There are no reported cases of the hand, foot and mouth disease in Tobago to date.
This was revealed by Secretary of Health and Social Services Claudia Groome-Duke last week.
Other islands in the Caribbean have been affected by the disease, including Jamaica and the Cayman Islands.
“We’ve been informed by the office of the County Medical Officers of Health that we have no such incidents in Tobago,” Groome-Duke said during the November 4 weekly briefing. “Nonetheless we’re on alert and in a state of preparedness.” Groome-Duke said the Tobago Public Health Emergency Response Team is monitoring the situation. The team comprises representatives from various departments, including the Tobago Emergency Management Agency and Tobago Regional Health Authority.
The Division, in collaboration with the Division of Education, Youth Affairs, and Sport, met with primary and secondary school principals last week to inform them about disease prevention.
“The team is meeting with the Principals today (November 4) at the Principal’s Conference to talk about the preparation and how to prevent the hand, foot and mouth disease,” Groome-Duke said.
Children are more susceptible to this disease because they are less likely to have antibodies and to be immune from previous exposure. Although most adults are immune, it is not unusual to have some adult cases.
Symptoms of hand, foot and mouth disease include fever, painful sores in the mouth and a rash with blisters on the hands, feet and buttocks.
The usual period from infection to onset of symptoms is between three to seven days. According to the World Health Organisation, most people recover fully. Groome-Duke said the Division is doing everything possible to keep the disease out.
------------------------------------------------
Write out the passage on hand, foot and mouth disease in Tobago word for word, from beginning to end. The entries that come next play no part in the work here.

> RECORD SET:
------------------------------------------------
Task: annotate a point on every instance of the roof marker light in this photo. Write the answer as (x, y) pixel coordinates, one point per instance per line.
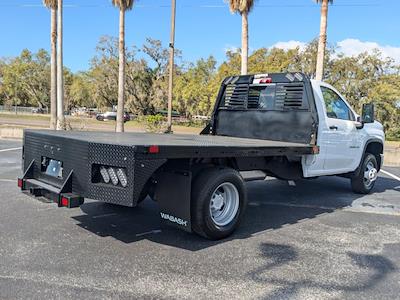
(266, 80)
------------------------------------------------
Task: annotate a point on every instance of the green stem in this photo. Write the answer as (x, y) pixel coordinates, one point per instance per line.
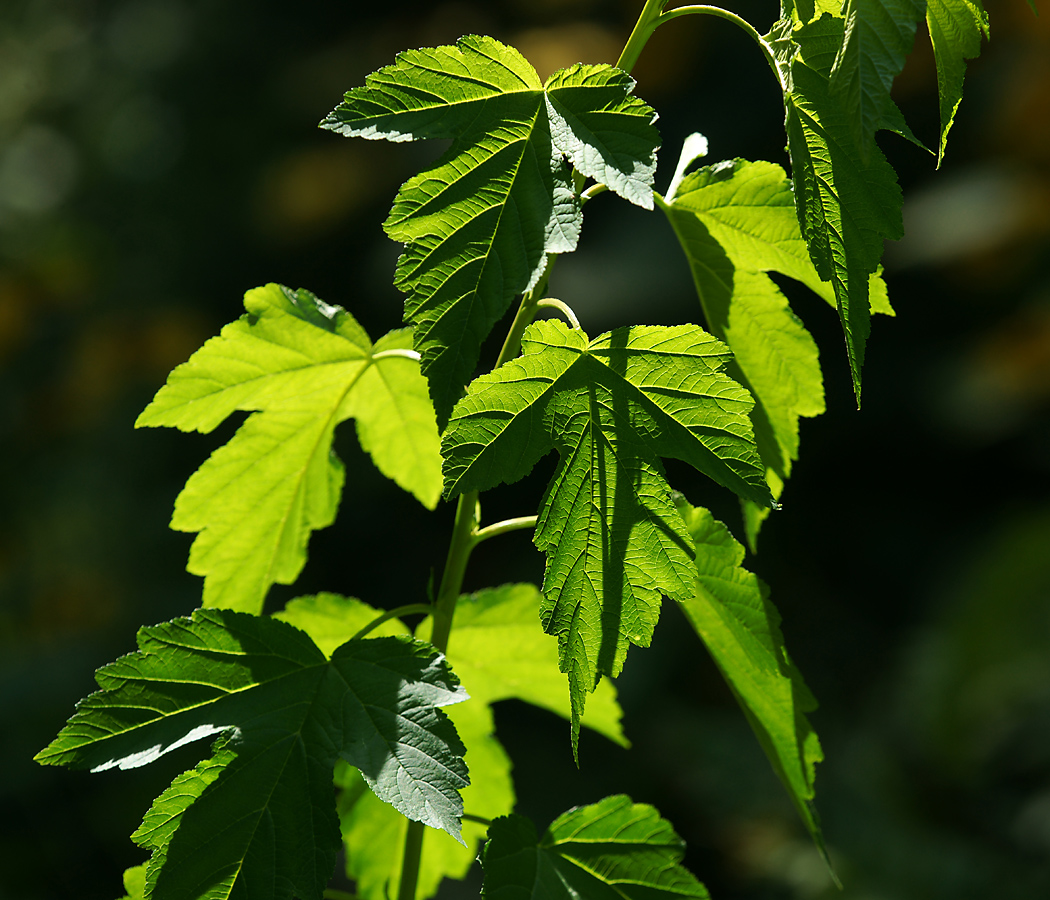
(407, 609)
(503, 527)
------------------------------------------------
> ANSWER FOR THE TASK:
There are no reported cases of the hand, foot and mouth disease in Tobago to date.
This was revealed by Secretary of Health and Social Services Claudia Groome-Duke last week.
Other islands in the Caribbean have been affected by the disease, including Jamaica and the Cayman Islands.
“We’ve been informed by the office of the County Medical Officers of Health that we have no such incidents in Tobago,” Groome-Duke said during the November 4 weekly briefing. “Nonetheless we’re on alert and in a state of preparedness.” Groome-Duke said the Tobago Public Health Emergency Response Team is monitoring the situation. The team comprises representatives from various departments, including the Tobago Emergency Management Agency and Tobago Regional Health Authority.
The Division, in collaboration with the Division of Education, Youth Affairs, and Sport, met with primary and secondary school principals last week to inform them about disease prevention.
“The team is meeting with the Principals today (November 4) at the Principal’s Conference to talk about the preparation and how to prevent the hand, foot and mouth disease,” Groome-Duke said.
Children are more susceptible to this disease because they are less likely to have antibodies and to be immune from previous exposure. Although most adults are immune, it is not unusual to have some adult cases.
Symptoms of hand, foot and mouth disease include fever, painful sores in the mouth and a rash with blisters on the hands, feet and buttocks.
The usual period from infection to onset of symptoms is between three to seven days. According to the World Health Organisation, most people recover fully. Groome-Duke said the Division is doing everything possible to keep the disease out.